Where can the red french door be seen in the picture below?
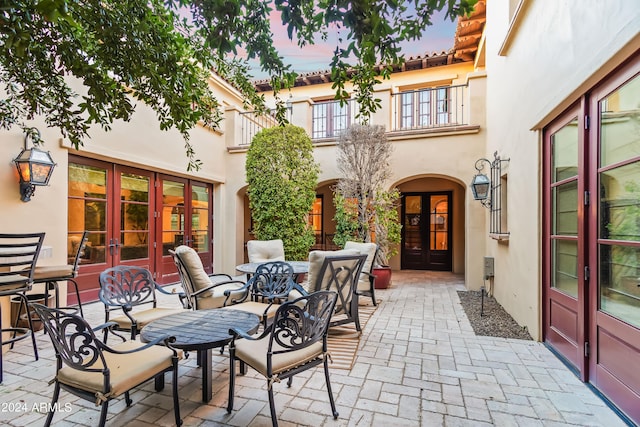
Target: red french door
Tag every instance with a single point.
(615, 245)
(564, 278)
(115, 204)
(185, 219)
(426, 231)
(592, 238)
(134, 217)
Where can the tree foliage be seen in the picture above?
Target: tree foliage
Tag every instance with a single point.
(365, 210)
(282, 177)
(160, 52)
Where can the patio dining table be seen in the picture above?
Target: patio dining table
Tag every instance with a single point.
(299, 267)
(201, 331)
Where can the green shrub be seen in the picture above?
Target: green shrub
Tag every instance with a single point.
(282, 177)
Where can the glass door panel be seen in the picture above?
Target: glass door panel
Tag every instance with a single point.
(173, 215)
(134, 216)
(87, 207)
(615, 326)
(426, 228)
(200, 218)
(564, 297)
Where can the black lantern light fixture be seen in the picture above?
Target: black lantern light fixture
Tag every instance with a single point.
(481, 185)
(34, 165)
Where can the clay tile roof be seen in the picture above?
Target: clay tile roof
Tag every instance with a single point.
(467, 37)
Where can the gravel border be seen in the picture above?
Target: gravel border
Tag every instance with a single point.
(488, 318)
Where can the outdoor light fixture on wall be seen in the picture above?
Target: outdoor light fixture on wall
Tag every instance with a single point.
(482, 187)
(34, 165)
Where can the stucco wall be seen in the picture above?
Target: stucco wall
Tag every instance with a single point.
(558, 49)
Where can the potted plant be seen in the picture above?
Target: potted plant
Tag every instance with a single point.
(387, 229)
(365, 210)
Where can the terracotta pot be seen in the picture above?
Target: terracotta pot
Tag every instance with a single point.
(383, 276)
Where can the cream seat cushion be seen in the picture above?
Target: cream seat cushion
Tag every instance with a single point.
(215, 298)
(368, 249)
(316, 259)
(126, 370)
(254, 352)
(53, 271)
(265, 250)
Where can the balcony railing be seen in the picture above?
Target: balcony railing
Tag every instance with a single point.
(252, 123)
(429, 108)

⁂

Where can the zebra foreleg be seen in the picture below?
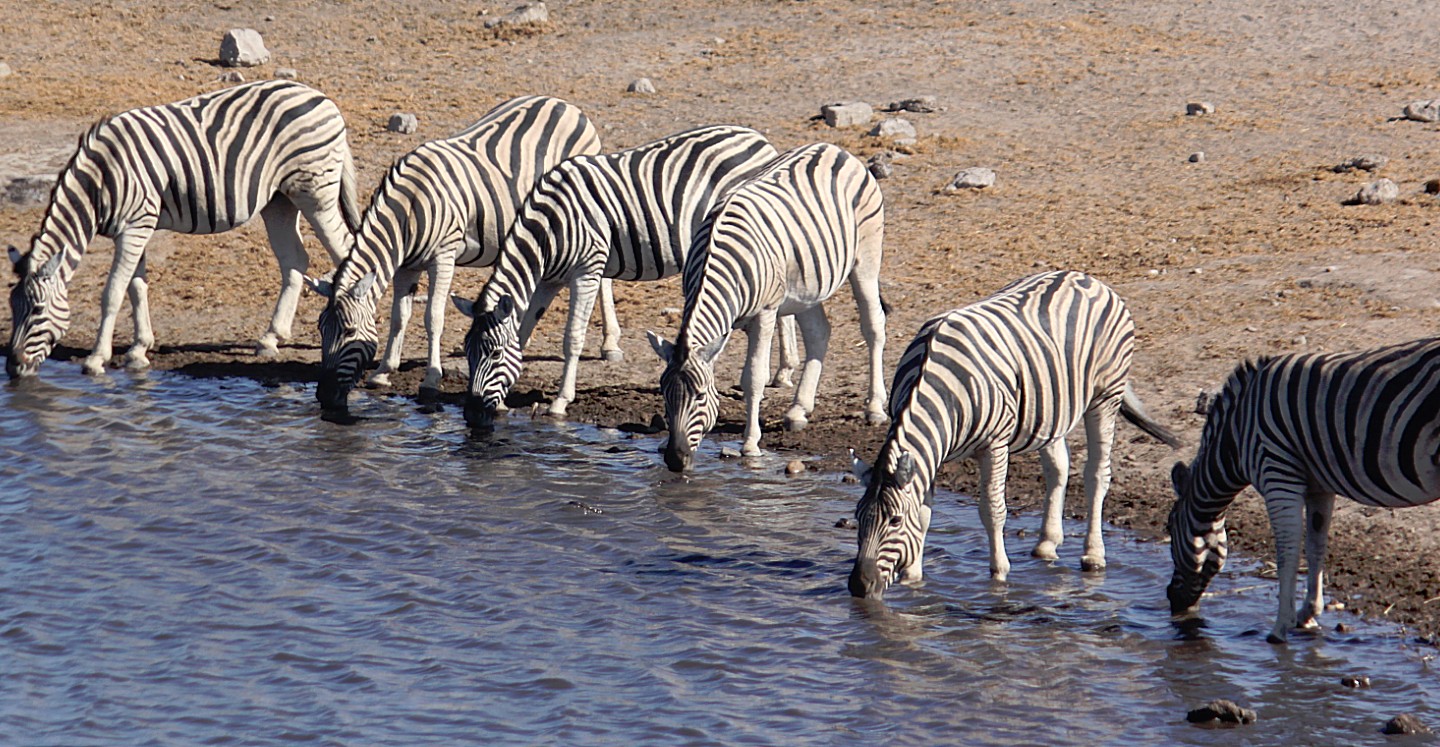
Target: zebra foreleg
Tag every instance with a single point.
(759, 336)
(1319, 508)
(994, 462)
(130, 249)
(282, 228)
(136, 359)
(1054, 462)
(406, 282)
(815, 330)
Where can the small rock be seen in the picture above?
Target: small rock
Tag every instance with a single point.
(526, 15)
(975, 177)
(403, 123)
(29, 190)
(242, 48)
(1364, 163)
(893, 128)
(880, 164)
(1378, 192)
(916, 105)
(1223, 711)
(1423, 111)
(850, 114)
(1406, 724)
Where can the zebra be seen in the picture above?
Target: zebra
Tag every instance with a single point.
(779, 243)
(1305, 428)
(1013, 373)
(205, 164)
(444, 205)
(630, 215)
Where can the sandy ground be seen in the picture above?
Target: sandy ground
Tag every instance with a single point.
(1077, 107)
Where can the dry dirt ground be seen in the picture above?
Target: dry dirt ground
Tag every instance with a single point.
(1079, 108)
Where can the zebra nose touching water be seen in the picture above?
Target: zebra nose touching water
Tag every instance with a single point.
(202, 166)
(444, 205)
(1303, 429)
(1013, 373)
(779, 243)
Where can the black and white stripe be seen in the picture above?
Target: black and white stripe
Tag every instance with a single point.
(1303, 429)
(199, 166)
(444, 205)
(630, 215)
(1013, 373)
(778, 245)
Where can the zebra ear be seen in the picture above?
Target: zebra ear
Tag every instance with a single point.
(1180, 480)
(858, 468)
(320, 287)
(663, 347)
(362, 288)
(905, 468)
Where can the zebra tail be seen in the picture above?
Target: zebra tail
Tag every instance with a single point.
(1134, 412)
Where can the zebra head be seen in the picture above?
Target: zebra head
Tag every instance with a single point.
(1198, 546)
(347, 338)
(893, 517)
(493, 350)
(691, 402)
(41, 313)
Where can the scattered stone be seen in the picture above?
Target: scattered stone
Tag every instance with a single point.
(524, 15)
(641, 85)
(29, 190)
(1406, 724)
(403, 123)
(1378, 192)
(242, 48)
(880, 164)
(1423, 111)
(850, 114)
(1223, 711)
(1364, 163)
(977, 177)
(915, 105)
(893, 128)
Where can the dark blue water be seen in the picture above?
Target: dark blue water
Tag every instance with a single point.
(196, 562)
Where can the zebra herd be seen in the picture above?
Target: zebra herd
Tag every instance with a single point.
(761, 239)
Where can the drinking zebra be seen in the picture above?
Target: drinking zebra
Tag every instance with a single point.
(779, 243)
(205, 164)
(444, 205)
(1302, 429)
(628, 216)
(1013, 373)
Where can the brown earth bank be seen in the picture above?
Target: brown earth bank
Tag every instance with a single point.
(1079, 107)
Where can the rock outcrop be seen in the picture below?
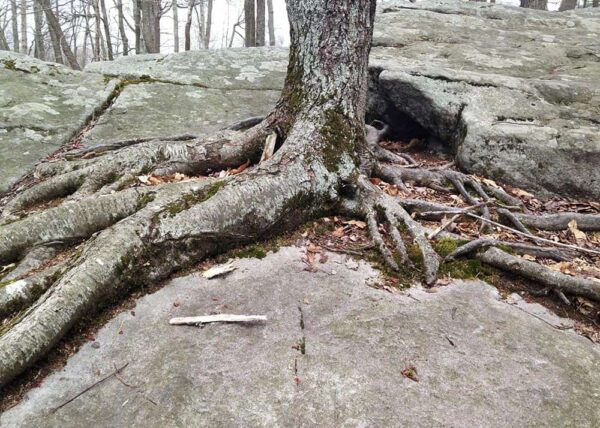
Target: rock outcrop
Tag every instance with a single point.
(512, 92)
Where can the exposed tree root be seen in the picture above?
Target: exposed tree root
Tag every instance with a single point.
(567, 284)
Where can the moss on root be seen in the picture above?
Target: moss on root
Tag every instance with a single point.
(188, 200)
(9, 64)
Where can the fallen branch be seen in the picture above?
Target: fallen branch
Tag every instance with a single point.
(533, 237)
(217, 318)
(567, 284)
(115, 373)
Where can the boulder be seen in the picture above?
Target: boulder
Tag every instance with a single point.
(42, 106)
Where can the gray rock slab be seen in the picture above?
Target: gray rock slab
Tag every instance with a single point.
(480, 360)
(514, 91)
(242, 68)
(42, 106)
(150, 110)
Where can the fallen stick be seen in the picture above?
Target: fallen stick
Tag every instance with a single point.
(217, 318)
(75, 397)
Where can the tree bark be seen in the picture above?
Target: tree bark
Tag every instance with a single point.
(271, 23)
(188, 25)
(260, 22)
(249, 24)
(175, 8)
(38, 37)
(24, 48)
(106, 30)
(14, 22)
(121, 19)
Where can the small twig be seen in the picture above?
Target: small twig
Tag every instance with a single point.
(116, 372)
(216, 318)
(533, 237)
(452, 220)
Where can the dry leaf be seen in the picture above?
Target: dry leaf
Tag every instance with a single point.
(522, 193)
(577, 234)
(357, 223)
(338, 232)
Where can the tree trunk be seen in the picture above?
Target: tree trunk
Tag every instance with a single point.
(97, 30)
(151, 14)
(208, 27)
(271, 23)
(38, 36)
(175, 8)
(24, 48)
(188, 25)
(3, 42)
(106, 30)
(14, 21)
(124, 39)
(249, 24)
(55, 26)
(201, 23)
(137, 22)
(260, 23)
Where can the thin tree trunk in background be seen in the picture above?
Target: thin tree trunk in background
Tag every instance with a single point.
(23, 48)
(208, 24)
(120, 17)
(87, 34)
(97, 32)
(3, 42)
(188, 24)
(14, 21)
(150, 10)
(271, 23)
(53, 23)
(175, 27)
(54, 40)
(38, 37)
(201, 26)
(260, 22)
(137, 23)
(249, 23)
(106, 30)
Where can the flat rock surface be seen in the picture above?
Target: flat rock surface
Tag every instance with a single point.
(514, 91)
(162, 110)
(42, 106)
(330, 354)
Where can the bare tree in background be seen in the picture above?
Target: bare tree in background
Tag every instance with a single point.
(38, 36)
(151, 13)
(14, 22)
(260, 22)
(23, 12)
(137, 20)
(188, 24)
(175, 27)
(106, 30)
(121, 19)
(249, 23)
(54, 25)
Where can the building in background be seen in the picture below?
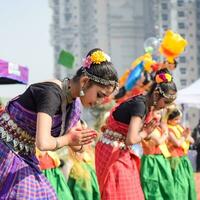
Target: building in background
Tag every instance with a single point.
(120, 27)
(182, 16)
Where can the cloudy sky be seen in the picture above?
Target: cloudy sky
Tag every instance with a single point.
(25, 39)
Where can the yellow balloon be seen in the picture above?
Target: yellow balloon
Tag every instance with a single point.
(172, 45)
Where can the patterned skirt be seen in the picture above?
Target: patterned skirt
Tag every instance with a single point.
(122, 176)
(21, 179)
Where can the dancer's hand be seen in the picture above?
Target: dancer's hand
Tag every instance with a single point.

⁂

*EXERCISE GOAL*. State how many lines of the listing above contain the string "sandy", with case counting, and reply with only that number.

*TASK RESPONSE*. 2